▶ [ABOUT THIS TASK]: The answer must be an exact copy of every record.

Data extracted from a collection
= = = = = = =
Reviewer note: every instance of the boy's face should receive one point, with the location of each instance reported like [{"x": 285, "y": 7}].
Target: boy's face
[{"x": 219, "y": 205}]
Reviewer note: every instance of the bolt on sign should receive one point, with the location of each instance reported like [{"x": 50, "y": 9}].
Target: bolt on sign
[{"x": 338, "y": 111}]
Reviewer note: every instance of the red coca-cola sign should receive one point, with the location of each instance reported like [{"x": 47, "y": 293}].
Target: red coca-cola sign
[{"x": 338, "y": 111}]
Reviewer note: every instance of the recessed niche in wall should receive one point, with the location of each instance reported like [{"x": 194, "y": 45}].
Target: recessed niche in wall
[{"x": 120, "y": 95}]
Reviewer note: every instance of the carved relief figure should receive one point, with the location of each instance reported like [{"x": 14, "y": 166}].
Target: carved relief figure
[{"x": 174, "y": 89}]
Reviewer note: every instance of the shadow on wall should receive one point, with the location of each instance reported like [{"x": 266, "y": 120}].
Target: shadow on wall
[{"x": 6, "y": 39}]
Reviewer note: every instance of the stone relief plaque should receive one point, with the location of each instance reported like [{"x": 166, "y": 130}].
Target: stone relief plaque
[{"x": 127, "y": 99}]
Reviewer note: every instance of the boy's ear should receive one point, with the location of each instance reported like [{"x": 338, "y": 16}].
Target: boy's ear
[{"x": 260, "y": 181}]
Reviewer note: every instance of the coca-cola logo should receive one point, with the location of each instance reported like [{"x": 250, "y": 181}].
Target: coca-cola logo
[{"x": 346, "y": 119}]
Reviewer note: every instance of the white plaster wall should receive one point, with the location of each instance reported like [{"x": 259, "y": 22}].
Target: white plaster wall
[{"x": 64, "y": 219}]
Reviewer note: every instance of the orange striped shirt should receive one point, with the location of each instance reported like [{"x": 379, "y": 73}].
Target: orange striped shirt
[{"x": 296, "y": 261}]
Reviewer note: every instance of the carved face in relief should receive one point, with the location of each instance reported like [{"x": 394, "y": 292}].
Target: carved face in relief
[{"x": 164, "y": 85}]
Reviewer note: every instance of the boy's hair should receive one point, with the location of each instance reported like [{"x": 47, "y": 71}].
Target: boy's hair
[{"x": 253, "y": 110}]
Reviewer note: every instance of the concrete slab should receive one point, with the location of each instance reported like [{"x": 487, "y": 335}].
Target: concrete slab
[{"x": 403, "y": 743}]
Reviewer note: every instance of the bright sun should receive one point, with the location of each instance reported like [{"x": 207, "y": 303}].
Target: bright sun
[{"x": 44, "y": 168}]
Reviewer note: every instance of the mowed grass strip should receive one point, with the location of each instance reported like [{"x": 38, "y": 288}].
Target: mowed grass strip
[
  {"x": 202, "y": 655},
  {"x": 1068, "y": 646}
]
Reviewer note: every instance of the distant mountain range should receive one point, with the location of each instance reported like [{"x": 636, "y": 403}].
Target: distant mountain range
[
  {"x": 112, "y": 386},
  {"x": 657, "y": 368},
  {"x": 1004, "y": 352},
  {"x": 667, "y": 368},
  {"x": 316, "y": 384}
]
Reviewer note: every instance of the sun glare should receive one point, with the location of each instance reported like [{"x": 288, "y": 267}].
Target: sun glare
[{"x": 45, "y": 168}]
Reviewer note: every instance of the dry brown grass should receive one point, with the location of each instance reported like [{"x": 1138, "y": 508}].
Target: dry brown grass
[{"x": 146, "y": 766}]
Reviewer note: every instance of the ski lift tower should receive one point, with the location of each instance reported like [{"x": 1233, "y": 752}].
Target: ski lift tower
= = = = = = =
▶ [REPLY]:
Reviewer note: every instance of the boy's face should receive one point, with the location of each instance reported like [{"x": 285, "y": 7}].
Target: boy's face
[{"x": 219, "y": 205}]
Reviewer note: every instance of the bolt on sign should receive one point, with the location of each instance reported like [{"x": 50, "y": 9}].
Target: bolt on sign
[{"x": 338, "y": 111}]
Reviewer note: every instance of the red coca-cola sign should receive one point, with the location of each instance reported like [{"x": 47, "y": 293}].
Target: red coca-cola sign
[{"x": 338, "y": 111}]
Reviewer note: every instance of the recessed niche in wall should receive one point, with the location of each instance reported like [{"x": 194, "y": 45}].
Target: recessed niche in wall
[{"x": 120, "y": 95}]
Reviewer note: every instance of the carved relief figure should receive one point, with the location of each instance reported like [{"x": 14, "y": 166}].
Target: carved relief figure
[{"x": 174, "y": 89}]
Reviewer note: every instance of the shadow on wall should receive one point, with the location of each instance reported like [{"x": 266, "y": 120}].
Target: shadow on wall
[{"x": 6, "y": 39}]
Reviewer note: every instance of the stone relief plaque should receive one point, with the location of each instance reported like [{"x": 166, "y": 130}].
Target: stone relief plaque
[{"x": 127, "y": 99}]
Reviewer note: every instance of the boy's ear should receive one point, with the location of each instance reported like [{"x": 338, "y": 16}].
Target: boy's ear
[{"x": 260, "y": 181}]
Reviewer note: every instance of the coca-cola logo should receive one point, with the location of each instance reported like [{"x": 250, "y": 181}].
Target: coca-cola logo
[{"x": 346, "y": 119}]
Reviewer note: every instance of the white plaster wall should receive one point, with the location of each instance reported like [{"x": 259, "y": 22}].
Target: white plaster wall
[{"x": 64, "y": 219}]
Reviewer note: every instance of the orange striped shirt should receive one point, with the location of each instance reported like [{"x": 379, "y": 73}].
Target: orange striped shirt
[{"x": 296, "y": 261}]
Reviewer note: every instance of the carved face in relief should receive one point, with the location of each instance reported like [{"x": 394, "y": 292}].
Target: carved face in relief
[{"x": 164, "y": 85}]
Reviewer note: every instance of the boy's hair should receive one point, with the location of each instance reported like [{"x": 47, "y": 71}].
Target: boy's hair
[{"x": 253, "y": 110}]
Reviewer note: every instance of the concrete slab should receive one point, with the location of each instance reported like [{"x": 487, "y": 335}].
Target: concrete slab
[{"x": 403, "y": 743}]
Reviewer note: every instance of the bright sun should receive one point, with the location of each instance reported like [{"x": 207, "y": 303}].
Target: bright sun
[{"x": 44, "y": 168}]
Reviewer note: every instance of the mowed grass strip should receive one point, with the location of each instance reported like [{"x": 38, "y": 288}].
Target: mowed grass strip
[
  {"x": 202, "y": 655},
  {"x": 1068, "y": 646}
]
Reviewer note: every instance of the distant mountain range should receive one point, with the location of each instance reported like [{"x": 636, "y": 403}].
Target: distant mountain range
[
  {"x": 112, "y": 386},
  {"x": 657, "y": 368},
  {"x": 1004, "y": 352},
  {"x": 667, "y": 368},
  {"x": 316, "y": 384}
]
Reviewer note: every instance of the sun glare should receive one point, with the location of each instance reported like [{"x": 288, "y": 267}].
Target: sun glare
[{"x": 45, "y": 168}]
Reviewer note: every instance of the dry brown grass should receive one point, with the location of each instance reported like [{"x": 1138, "y": 508}].
Target: dry brown grass
[{"x": 146, "y": 766}]
Reviewer note: every instance of the ski lift tower should receive one point, with the location of each instance reported like [{"x": 1233, "y": 752}].
Target: ski lift tower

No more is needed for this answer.